──────── DATA TO PROCESS ────────

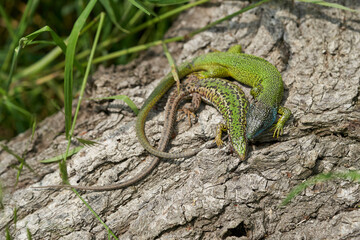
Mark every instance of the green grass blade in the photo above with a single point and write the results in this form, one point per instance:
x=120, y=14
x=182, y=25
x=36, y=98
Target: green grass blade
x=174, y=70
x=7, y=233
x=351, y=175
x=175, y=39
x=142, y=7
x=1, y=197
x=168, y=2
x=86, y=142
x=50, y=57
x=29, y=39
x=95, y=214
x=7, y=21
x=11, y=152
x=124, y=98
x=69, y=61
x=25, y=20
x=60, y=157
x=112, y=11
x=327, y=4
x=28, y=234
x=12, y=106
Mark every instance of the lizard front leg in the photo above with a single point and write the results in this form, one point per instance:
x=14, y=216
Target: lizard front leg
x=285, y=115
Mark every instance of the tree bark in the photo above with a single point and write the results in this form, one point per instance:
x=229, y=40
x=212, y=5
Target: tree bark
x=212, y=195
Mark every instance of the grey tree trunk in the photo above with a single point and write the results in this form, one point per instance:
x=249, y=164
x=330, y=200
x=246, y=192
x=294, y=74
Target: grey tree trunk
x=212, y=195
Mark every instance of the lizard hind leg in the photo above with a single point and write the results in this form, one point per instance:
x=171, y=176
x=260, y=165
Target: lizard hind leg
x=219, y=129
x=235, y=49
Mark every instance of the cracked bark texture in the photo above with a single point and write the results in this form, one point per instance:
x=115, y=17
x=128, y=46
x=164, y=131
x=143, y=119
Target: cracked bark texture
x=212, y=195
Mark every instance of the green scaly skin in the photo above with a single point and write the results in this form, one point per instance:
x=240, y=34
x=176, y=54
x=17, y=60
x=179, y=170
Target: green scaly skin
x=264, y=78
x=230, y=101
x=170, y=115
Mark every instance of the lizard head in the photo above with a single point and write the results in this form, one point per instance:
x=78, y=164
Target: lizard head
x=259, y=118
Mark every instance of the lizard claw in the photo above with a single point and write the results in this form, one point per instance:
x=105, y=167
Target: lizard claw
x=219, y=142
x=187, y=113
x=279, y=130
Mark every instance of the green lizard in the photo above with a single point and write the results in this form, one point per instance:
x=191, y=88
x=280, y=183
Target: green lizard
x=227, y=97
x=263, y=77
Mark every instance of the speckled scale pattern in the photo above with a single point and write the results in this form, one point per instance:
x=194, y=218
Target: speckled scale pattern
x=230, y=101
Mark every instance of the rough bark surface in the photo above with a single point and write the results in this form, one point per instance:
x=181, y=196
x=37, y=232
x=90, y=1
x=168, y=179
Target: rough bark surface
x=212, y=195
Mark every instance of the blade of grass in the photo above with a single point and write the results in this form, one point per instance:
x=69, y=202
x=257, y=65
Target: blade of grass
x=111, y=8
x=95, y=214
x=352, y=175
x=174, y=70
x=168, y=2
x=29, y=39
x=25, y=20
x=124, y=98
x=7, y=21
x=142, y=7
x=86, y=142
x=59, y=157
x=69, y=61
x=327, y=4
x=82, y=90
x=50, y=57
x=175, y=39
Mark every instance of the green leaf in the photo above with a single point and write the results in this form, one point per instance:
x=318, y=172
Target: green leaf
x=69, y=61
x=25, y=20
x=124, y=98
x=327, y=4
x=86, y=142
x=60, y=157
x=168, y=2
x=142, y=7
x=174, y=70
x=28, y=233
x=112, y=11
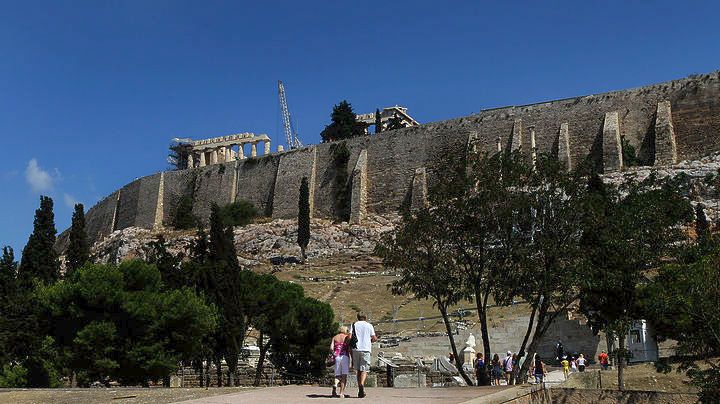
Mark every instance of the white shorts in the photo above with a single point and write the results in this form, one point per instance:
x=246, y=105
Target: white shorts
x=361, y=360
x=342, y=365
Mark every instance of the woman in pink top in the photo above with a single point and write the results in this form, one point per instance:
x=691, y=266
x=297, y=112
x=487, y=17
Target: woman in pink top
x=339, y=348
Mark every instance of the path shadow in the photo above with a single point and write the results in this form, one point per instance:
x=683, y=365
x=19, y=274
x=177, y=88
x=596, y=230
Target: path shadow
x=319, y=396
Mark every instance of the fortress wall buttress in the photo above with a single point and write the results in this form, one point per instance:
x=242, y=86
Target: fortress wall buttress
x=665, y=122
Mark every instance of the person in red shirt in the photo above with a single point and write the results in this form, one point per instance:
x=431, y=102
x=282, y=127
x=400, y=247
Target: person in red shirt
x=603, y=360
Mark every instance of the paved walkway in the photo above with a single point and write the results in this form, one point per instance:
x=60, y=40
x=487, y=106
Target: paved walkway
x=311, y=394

────────
──────── DATA TO PROCESS ────────

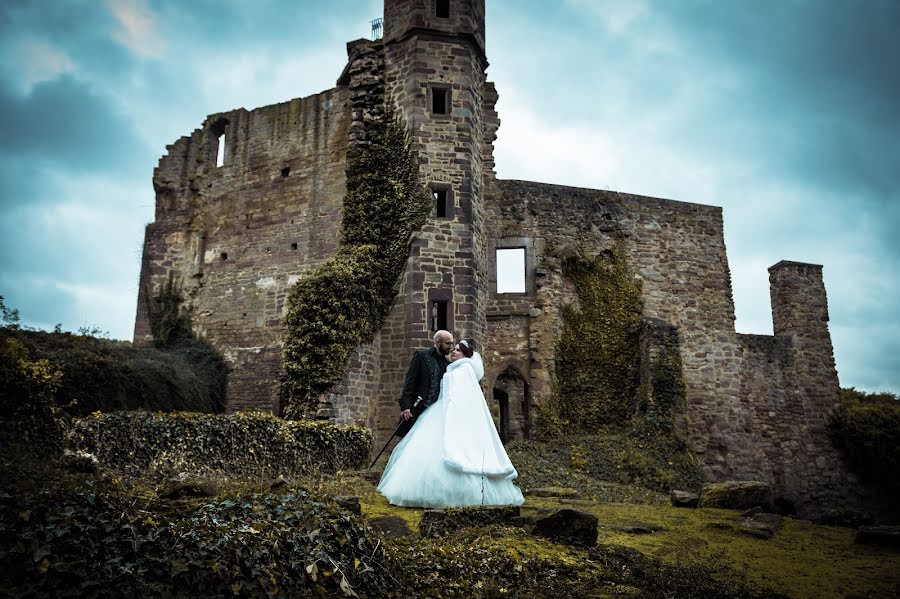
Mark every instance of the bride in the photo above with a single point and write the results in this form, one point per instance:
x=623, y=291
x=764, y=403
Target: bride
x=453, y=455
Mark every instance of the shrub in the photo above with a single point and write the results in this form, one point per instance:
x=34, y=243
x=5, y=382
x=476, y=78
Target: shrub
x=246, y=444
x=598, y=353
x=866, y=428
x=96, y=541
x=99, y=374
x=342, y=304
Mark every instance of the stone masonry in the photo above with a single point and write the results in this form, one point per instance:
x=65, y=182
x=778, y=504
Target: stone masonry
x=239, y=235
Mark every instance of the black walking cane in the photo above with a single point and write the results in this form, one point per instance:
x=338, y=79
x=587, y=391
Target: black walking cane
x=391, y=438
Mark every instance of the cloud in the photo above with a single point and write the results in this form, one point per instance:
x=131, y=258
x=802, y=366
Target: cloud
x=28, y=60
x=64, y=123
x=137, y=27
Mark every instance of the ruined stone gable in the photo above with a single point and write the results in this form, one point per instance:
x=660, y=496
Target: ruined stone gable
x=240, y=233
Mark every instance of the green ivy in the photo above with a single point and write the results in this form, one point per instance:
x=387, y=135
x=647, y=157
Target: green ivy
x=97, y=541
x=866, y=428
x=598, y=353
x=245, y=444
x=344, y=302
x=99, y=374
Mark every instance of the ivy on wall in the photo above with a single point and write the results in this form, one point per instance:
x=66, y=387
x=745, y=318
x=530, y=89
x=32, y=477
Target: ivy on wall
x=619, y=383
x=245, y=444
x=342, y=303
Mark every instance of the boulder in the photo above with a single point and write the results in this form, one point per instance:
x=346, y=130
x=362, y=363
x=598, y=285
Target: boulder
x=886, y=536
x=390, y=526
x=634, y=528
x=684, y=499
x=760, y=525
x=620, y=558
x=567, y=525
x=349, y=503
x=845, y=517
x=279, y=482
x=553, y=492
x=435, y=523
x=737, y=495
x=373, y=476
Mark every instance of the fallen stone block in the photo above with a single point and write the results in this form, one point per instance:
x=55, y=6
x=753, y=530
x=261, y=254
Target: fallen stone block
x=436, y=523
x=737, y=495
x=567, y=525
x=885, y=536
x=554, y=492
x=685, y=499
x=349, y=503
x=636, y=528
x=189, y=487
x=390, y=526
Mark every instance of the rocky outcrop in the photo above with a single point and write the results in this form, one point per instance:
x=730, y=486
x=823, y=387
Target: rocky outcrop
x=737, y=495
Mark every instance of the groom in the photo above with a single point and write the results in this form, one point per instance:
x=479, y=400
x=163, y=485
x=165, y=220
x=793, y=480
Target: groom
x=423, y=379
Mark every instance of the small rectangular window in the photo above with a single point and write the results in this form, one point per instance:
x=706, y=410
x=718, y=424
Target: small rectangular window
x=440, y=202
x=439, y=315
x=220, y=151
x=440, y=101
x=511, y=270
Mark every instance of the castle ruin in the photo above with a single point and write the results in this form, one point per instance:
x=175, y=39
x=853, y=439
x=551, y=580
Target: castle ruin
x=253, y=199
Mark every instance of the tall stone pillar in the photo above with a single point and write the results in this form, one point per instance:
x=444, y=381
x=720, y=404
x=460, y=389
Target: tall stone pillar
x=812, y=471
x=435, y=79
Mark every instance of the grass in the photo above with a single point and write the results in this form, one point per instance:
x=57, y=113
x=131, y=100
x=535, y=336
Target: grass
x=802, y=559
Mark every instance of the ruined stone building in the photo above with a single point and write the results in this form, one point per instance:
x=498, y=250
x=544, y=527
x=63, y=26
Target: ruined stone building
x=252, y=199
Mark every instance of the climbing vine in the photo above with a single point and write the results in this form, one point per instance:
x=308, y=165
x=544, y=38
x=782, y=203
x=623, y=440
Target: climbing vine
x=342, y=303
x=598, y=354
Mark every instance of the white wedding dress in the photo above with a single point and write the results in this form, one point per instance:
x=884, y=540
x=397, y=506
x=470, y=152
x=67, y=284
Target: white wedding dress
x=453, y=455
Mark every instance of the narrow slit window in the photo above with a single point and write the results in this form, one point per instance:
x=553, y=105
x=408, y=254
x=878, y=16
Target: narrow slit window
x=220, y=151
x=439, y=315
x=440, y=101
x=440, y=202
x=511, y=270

────────

- GOAL -
Gather each line of the material above that contains the word "dress" and copy those lines in full.

- COMPLETED TASK -
Mark every instance of the white wedding dress in the photo above with a single point and write the results in this form, one point per instance:
Target: white wedding dress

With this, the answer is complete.